*** Opening Data extract ***
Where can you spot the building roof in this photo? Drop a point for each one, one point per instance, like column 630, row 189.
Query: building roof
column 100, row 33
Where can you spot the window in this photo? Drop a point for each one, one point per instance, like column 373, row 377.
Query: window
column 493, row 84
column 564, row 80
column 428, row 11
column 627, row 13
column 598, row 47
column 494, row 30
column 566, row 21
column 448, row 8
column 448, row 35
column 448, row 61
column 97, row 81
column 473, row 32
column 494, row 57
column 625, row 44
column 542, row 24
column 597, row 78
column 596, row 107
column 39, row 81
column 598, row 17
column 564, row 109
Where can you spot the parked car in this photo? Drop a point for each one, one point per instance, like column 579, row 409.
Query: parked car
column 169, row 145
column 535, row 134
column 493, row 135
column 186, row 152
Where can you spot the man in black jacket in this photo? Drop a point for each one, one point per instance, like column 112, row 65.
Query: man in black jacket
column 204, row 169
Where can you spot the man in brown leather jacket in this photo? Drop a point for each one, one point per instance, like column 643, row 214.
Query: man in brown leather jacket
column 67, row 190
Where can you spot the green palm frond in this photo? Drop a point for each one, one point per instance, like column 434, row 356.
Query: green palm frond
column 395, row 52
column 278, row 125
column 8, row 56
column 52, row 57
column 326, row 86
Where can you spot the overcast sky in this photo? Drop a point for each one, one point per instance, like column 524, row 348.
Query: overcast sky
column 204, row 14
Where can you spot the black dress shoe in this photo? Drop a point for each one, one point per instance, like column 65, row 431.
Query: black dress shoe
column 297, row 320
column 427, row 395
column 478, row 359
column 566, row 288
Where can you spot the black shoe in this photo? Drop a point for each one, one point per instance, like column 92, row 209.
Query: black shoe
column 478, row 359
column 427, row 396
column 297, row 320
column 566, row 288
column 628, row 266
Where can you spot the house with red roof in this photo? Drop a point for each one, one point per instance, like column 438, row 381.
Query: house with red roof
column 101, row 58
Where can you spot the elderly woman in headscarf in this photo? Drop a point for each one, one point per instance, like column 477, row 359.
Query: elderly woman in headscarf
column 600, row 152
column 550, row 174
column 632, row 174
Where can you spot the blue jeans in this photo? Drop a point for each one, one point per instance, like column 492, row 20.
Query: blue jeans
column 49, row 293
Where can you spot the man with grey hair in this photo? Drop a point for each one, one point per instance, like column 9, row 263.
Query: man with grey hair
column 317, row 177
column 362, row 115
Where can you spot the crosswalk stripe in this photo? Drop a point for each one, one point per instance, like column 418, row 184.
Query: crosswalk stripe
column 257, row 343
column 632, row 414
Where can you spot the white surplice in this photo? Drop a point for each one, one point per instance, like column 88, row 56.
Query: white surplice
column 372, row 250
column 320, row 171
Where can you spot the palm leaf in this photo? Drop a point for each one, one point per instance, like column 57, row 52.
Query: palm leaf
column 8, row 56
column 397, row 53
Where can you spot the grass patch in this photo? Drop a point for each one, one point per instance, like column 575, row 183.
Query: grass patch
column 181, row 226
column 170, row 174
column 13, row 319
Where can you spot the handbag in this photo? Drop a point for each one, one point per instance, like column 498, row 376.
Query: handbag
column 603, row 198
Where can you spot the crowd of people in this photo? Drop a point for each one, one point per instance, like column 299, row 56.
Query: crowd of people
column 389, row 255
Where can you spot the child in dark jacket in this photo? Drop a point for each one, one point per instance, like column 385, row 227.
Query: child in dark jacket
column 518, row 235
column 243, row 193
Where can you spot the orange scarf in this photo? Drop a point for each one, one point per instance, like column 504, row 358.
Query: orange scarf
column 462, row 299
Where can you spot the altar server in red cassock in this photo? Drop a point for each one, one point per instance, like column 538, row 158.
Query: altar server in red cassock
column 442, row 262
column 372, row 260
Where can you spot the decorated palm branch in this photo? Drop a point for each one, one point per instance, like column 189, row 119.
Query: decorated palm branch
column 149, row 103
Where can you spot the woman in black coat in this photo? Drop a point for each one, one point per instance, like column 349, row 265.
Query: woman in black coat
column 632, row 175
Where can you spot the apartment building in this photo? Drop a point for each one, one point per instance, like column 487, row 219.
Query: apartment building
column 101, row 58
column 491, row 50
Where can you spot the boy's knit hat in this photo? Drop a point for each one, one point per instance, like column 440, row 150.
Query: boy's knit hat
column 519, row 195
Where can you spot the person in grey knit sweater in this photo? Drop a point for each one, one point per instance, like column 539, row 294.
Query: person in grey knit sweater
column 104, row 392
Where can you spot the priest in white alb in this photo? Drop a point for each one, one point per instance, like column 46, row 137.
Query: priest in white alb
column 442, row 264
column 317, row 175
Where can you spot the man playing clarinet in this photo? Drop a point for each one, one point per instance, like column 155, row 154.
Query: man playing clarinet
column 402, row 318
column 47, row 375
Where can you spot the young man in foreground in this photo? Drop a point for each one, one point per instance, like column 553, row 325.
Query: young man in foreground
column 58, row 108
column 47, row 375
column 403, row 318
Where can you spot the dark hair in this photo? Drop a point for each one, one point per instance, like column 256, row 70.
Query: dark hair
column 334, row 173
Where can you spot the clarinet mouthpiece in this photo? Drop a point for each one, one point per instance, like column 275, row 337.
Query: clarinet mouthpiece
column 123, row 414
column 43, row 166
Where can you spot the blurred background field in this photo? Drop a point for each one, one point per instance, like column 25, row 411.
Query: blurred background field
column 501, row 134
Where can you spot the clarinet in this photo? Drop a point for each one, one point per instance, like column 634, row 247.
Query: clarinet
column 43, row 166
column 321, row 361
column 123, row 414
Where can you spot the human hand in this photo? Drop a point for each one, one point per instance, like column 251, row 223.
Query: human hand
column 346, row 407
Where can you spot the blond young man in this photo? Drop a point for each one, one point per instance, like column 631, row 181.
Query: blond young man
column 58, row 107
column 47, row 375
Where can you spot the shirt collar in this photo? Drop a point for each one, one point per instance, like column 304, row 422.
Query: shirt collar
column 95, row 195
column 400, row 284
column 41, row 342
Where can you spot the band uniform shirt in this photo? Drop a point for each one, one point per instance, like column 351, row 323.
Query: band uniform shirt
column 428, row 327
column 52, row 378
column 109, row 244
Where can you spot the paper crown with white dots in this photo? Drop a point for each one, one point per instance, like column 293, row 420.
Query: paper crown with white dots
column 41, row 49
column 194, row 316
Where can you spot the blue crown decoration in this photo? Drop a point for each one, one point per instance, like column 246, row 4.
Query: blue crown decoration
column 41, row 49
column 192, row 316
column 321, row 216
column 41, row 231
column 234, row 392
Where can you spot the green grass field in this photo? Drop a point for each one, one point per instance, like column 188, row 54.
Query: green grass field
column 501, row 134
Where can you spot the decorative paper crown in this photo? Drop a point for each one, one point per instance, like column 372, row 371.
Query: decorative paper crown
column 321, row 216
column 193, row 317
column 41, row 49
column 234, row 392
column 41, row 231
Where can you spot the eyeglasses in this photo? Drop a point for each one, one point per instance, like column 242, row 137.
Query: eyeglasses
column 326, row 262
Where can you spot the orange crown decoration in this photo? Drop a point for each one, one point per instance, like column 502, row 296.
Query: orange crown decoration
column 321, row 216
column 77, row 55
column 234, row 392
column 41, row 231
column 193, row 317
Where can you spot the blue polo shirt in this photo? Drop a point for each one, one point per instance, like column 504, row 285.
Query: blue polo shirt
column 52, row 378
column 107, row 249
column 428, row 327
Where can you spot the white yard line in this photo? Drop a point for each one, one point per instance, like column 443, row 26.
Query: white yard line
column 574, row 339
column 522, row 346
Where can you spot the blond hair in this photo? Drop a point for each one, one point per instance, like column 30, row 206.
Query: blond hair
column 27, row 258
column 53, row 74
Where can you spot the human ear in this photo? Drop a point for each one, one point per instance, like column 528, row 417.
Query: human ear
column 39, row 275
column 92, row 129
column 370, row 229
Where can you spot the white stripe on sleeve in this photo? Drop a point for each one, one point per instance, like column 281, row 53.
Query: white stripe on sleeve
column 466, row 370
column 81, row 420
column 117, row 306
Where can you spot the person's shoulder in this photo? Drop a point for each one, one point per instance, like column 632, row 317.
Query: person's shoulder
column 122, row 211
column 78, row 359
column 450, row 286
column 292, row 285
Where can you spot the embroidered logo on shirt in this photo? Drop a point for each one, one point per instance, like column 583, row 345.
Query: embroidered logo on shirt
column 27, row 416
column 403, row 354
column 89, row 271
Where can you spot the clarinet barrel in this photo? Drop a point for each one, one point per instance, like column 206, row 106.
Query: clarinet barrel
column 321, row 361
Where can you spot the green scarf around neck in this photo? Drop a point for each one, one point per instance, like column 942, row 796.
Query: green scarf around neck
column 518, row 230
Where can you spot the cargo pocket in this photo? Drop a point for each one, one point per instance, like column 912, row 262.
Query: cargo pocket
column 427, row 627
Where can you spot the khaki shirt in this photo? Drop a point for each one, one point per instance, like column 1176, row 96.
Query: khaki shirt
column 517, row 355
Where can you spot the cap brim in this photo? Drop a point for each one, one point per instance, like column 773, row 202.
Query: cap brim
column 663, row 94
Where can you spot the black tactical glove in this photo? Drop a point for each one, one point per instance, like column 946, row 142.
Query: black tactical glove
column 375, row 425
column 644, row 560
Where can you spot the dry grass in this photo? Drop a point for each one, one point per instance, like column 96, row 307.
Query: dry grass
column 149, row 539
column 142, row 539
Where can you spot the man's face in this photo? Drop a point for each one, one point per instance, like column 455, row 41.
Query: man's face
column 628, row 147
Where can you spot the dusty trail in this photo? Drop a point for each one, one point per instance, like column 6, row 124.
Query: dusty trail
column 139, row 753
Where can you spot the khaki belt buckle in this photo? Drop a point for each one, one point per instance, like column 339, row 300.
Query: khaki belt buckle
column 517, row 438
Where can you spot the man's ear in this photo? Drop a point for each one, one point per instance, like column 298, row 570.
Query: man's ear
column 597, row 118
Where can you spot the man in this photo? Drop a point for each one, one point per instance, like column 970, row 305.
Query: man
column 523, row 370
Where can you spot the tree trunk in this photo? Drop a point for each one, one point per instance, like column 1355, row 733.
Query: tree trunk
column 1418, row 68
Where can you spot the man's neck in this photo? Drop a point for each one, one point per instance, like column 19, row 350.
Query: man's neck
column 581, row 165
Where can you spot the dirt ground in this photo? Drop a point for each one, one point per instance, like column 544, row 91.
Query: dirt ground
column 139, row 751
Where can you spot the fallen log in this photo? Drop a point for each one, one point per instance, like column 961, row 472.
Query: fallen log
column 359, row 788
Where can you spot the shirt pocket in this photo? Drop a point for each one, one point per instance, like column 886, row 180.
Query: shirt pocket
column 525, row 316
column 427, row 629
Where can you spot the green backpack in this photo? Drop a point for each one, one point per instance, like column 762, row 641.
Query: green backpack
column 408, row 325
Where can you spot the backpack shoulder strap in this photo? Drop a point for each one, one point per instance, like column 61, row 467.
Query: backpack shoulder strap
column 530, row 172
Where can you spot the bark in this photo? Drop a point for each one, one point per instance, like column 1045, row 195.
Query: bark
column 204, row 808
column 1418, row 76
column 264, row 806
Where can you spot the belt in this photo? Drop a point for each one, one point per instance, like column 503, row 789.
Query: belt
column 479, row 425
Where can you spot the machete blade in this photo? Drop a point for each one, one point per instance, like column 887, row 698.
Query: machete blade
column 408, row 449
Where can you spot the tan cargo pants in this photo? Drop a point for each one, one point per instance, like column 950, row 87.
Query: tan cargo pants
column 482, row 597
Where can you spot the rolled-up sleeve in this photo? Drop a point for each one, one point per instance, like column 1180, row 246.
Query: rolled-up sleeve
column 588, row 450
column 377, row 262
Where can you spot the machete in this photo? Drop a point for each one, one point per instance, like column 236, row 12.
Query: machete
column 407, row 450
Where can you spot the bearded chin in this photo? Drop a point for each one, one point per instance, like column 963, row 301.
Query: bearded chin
*** Closing Data extract ***
**Exercise directions**
Take each line of the material above that holds the string "bearded" and copy it.

**Response to the task**
Where can you spot the bearded chin in this photo? Drop a point for each one, one point per instance, like column 963, row 301.
Query: bearded chin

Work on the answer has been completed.